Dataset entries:
------------------------------------------------------------

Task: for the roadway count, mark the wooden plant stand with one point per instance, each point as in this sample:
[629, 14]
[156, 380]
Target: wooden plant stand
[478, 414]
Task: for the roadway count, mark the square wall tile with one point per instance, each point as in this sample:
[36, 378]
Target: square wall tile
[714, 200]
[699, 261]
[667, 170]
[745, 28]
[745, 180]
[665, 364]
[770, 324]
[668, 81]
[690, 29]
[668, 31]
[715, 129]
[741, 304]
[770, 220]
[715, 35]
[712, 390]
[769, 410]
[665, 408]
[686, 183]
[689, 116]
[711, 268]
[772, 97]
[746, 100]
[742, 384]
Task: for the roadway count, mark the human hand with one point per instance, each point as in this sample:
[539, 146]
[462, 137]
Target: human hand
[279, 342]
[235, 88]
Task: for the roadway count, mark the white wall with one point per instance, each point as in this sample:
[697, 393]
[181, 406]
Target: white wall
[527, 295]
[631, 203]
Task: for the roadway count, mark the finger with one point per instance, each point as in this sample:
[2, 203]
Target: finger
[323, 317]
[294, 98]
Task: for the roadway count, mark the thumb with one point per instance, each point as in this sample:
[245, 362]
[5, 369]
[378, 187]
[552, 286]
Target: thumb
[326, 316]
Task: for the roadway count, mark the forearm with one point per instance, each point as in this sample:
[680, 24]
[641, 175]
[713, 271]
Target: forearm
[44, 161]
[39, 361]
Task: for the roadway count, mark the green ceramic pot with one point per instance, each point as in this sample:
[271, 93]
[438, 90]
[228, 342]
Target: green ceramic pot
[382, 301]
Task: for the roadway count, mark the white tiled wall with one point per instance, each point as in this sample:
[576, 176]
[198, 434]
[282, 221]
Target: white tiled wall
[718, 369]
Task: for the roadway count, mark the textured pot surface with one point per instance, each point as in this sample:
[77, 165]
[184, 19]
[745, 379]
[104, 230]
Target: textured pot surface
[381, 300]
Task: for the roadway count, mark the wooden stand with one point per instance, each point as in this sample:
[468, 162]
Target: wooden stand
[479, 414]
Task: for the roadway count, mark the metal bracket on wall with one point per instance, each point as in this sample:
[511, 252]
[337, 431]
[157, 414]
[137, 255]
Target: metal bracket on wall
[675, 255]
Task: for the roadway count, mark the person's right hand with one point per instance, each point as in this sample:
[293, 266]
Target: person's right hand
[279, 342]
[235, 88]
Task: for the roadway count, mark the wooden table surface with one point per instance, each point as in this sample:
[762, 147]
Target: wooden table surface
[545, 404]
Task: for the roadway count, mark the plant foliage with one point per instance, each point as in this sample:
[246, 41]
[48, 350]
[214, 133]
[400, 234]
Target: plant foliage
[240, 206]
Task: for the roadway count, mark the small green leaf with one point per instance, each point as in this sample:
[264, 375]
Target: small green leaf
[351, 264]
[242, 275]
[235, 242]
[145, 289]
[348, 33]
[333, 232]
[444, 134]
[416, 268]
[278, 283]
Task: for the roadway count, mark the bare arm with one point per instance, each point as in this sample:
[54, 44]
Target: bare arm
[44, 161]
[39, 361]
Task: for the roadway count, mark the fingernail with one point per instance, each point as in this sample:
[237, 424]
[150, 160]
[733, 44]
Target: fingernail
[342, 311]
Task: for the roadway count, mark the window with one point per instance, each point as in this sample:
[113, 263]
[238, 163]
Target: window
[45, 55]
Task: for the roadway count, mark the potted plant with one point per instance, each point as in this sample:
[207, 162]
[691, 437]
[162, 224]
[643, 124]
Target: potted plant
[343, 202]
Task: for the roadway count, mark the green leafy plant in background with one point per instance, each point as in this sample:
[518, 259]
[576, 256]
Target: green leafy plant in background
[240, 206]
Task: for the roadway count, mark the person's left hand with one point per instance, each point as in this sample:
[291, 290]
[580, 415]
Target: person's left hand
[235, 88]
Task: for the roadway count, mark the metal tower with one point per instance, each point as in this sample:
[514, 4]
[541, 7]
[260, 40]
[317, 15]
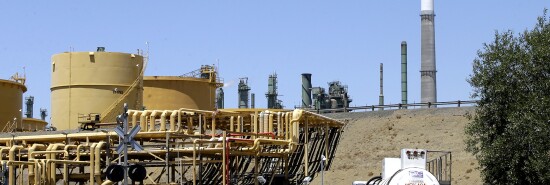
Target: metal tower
[29, 102]
[272, 93]
[243, 93]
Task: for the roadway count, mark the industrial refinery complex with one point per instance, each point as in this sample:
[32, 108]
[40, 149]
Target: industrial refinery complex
[111, 124]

------------------------------------------------------------

> INSTRUCTIONS TO FOLLOW
Leave out the images and copy every record above exactly.

> EXPECTED ANSWER
Task: for the roadway count, mark the wooden plant stand with one point per instance, each point as in this sample:
[629, 14]
[156, 380]
Target: wooden plant stand
[478, 414]
Task: for the roadway count, mark the square wall tile with one point per instance, each point as in this sample:
[36, 378]
Target: square wall tile
[714, 200]
[699, 261]
[667, 170]
[745, 28]
[745, 180]
[665, 364]
[770, 324]
[668, 81]
[690, 29]
[668, 31]
[715, 129]
[741, 304]
[770, 220]
[715, 35]
[712, 390]
[769, 410]
[665, 408]
[686, 183]
[689, 116]
[711, 268]
[772, 97]
[746, 100]
[742, 384]
Task: for the roadway count, mark the human hand with one point per instance, each point as in this sample:
[539, 146]
[462, 137]
Target: human hand
[279, 342]
[235, 88]
Task: for the roadway count, mark the white wall with one point per instance, each point as in this sample:
[697, 393]
[181, 406]
Target: white wall
[527, 295]
[631, 203]
Task: for the roadway count, mark the finger with one point per instance, each point as in this sample:
[2, 203]
Target: finger
[323, 317]
[294, 98]
Task: for the roadway count, mark the thumb with one point per instance, each point as in this sample:
[245, 362]
[5, 369]
[378, 187]
[552, 286]
Target: thumb
[326, 316]
Task: for the roadway count, mark the forearm with one point per instance, each point as in this sample:
[680, 24]
[641, 175]
[713, 271]
Target: forearm
[44, 161]
[39, 361]
Task: for the roadway count, mark the green ceramic pot with one point per instance, each point as in this sample:
[271, 93]
[438, 90]
[228, 342]
Target: green ceramic pot
[382, 301]
Task: for the roadway count, mark the white tiled wall with one point per instance, each point as in this sample:
[576, 176]
[198, 434]
[282, 221]
Target: white tiled wall
[718, 369]
Task: for the roadway count, mark the textured pot surface with one point per instance, each point as in this sample:
[77, 165]
[184, 19]
[745, 379]
[104, 230]
Target: textured pot surface
[381, 300]
Task: for the roadway count, mark the wooden stand with one point per instance, each point as in this sample:
[468, 162]
Target: wooden stand
[479, 414]
Task: for the roadway count, mark the metal bracket on wall with one point per instance, each point as in this sample:
[511, 252]
[337, 431]
[157, 414]
[137, 255]
Target: metal bracket on wall
[675, 255]
Task: for the roadway count, mark the person's right hand with one point per instance, each point as in this sample:
[293, 266]
Target: person's right hand
[279, 342]
[235, 88]
Task: for the roadway count, mark the wooden table surface with one point per instance, each point as in this sample:
[762, 147]
Target: wooden table surface
[545, 404]
Task: for the roadway count, mark the plant foliage with one point per instance, each point as in this sample:
[246, 41]
[48, 350]
[214, 133]
[400, 234]
Target: plant foliage
[240, 206]
Task: for the roadway count, mark the small green leaf with one point per instance, each point as in this sample:
[264, 375]
Target: small green leaf
[351, 264]
[242, 275]
[235, 242]
[145, 289]
[348, 33]
[333, 232]
[444, 134]
[416, 268]
[278, 283]
Task: for the roadway count, mark the bare arm with one point per instance, each point as in this sample:
[54, 44]
Target: bare arm
[44, 161]
[39, 361]
Task: for the roadway count, mark the fingernail with one point per instance, each point as in this sample:
[237, 424]
[150, 160]
[733, 44]
Target: fingernail
[342, 311]
Task: for the roadway count, mark the window with one point per instance, each point as in this sample:
[113, 263]
[238, 163]
Target: window
[45, 55]
Task: for the roadway count, mark the potted plant with one point per instance, each point as in this sample:
[207, 162]
[691, 437]
[162, 224]
[643, 124]
Target: potted plant
[343, 202]
Task: for the roadway count, mark the green leafy plant in background with one point per instance, each point as in this sample:
[518, 259]
[576, 256]
Target: green leafy plant in background
[240, 206]
Task: for the roadway count, mark the person's left hand with one point per instance, each point as in this sample:
[291, 290]
[580, 415]
Target: person's left hand
[235, 88]
Task: for the roadway count, mark the metal tower with one point per instance, each point as in this sample:
[514, 4]
[541, 7]
[260, 40]
[317, 15]
Target: metal tower
[29, 102]
[272, 93]
[243, 93]
Task: for the roadway count, mark the industrial refinery complex with one point per instance, each point as in this sample:
[32, 108]
[40, 149]
Target: industrial refinery complex
[111, 124]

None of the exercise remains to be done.